- [WORK INSTRUCTIONS]: The reply to the records below should contain exactly the lines from the line with "column 373, row 141" through the line with "column 530, row 212", and nothing besides.

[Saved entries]
=====

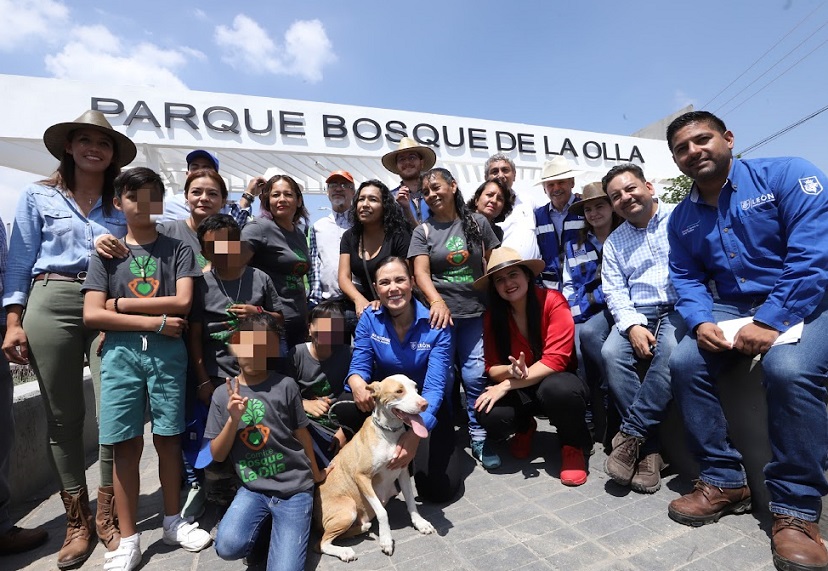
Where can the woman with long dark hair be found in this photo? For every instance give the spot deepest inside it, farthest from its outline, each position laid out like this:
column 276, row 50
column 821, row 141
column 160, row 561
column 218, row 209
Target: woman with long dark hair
column 448, row 251
column 379, row 230
column 398, row 338
column 529, row 345
column 494, row 201
column 55, row 227
column 582, row 289
column 280, row 249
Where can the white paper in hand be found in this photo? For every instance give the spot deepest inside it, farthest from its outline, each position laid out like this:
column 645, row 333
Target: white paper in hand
column 731, row 327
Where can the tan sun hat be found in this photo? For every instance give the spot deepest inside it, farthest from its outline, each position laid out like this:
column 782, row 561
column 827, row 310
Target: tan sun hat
column 592, row 192
column 557, row 169
column 407, row 144
column 505, row 258
column 56, row 137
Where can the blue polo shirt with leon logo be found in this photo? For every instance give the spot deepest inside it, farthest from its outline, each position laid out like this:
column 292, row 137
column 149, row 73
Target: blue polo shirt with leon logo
column 767, row 238
column 424, row 355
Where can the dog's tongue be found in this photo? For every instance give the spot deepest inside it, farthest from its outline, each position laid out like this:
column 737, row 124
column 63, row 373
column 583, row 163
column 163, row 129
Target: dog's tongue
column 416, row 423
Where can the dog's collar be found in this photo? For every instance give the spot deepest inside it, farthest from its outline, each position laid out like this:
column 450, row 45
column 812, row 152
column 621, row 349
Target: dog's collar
column 388, row 428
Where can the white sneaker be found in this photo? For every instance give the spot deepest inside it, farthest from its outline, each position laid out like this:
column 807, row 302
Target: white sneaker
column 186, row 535
column 194, row 505
column 126, row 558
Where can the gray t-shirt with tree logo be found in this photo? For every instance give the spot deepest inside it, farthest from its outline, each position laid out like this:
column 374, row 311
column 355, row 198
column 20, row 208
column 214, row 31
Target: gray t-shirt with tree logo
column 265, row 454
column 211, row 300
column 284, row 257
column 455, row 264
column 150, row 270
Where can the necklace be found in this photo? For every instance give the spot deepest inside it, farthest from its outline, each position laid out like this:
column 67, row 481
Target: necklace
column 223, row 290
column 143, row 264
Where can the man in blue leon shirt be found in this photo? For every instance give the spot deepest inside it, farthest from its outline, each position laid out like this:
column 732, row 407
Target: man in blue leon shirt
column 647, row 328
column 756, row 229
column 554, row 224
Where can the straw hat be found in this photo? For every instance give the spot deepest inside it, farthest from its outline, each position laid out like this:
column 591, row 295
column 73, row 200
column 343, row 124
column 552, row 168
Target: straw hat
column 506, row 258
column 592, row 192
column 56, row 136
column 557, row 169
column 340, row 175
column 407, row 144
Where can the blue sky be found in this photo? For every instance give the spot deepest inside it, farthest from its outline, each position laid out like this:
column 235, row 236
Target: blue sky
column 589, row 65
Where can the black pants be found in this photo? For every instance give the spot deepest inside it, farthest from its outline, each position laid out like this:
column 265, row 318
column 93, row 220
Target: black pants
column 562, row 397
column 436, row 466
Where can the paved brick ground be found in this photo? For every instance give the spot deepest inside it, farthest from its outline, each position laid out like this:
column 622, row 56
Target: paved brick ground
column 520, row 517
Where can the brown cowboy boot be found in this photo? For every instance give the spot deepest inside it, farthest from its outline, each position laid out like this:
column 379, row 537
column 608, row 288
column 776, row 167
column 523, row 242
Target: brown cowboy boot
column 80, row 531
column 106, row 519
column 797, row 545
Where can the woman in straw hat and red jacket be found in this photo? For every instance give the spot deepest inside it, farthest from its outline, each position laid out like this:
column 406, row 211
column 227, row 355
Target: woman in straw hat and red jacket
column 55, row 227
column 529, row 346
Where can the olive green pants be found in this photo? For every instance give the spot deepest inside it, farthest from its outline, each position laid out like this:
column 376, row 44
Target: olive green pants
column 58, row 342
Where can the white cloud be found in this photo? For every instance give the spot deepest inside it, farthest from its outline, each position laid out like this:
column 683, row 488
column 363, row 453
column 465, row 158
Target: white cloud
column 95, row 54
column 305, row 52
column 30, row 19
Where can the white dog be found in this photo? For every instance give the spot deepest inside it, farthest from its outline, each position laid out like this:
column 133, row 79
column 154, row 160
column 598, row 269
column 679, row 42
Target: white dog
column 361, row 483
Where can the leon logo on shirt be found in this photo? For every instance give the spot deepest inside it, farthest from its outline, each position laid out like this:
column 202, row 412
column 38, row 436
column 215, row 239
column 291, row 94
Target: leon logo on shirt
column 810, row 185
column 144, row 285
column 255, row 435
column 457, row 251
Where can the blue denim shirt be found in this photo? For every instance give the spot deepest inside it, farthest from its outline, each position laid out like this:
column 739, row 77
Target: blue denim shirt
column 765, row 238
column 50, row 234
column 425, row 355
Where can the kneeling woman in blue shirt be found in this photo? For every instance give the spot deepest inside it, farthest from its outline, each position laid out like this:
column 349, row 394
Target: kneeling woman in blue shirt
column 398, row 338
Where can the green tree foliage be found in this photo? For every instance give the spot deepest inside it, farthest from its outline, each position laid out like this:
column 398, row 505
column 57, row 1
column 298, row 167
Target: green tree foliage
column 679, row 188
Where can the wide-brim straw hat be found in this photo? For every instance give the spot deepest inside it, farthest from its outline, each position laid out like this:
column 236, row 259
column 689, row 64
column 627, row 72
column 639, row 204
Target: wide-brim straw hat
column 409, row 145
column 592, row 192
column 56, row 137
column 558, row 168
column 506, row 258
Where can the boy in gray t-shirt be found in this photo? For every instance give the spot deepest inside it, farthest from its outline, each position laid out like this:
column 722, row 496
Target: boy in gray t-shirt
column 230, row 291
column 140, row 302
column 259, row 424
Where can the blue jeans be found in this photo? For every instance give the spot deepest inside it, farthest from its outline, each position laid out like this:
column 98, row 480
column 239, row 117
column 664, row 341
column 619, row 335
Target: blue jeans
column 643, row 403
column 794, row 378
column 590, row 337
column 468, row 356
column 244, row 519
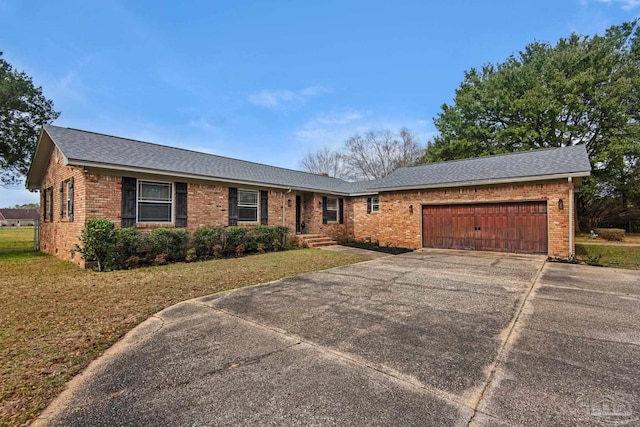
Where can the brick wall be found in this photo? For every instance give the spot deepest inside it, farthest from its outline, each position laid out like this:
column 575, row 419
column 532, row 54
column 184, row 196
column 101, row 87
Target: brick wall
column 313, row 211
column 59, row 237
column 396, row 225
column 98, row 195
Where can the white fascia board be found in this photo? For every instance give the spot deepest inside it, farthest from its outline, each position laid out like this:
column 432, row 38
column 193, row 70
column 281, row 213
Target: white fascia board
column 486, row 182
column 118, row 168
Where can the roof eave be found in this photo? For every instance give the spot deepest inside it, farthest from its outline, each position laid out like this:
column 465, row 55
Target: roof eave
column 120, row 168
column 41, row 157
column 487, row 182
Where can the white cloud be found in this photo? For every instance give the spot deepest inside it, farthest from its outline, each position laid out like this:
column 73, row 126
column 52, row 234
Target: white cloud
column 625, row 4
column 280, row 98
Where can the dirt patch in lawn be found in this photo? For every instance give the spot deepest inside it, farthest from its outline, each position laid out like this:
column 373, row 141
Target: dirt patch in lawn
column 56, row 318
column 609, row 255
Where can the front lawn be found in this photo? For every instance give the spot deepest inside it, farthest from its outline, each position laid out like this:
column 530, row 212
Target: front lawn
column 609, row 255
column 56, row 318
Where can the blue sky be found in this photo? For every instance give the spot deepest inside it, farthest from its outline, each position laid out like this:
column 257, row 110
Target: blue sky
column 269, row 81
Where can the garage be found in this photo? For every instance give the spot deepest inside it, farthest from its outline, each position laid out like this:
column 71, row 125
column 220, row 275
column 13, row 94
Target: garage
column 518, row 227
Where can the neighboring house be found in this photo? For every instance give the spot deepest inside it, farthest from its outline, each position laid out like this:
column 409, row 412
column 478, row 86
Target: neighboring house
column 18, row 217
column 522, row 202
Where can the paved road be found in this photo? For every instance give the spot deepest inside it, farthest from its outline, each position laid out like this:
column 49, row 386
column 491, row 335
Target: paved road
column 427, row 338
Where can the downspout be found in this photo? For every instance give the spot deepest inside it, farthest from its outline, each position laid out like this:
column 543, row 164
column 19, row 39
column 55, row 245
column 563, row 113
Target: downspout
column 284, row 207
column 571, row 226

=====

- [TASK RESULT]:
column 373, row 141
Target: dirt patch in lawn
column 56, row 318
column 609, row 255
Where can the front lawn be found in this photo? For every instance give the spot deepest inside it, farthest from its outline, each position laid out like this:
column 530, row 212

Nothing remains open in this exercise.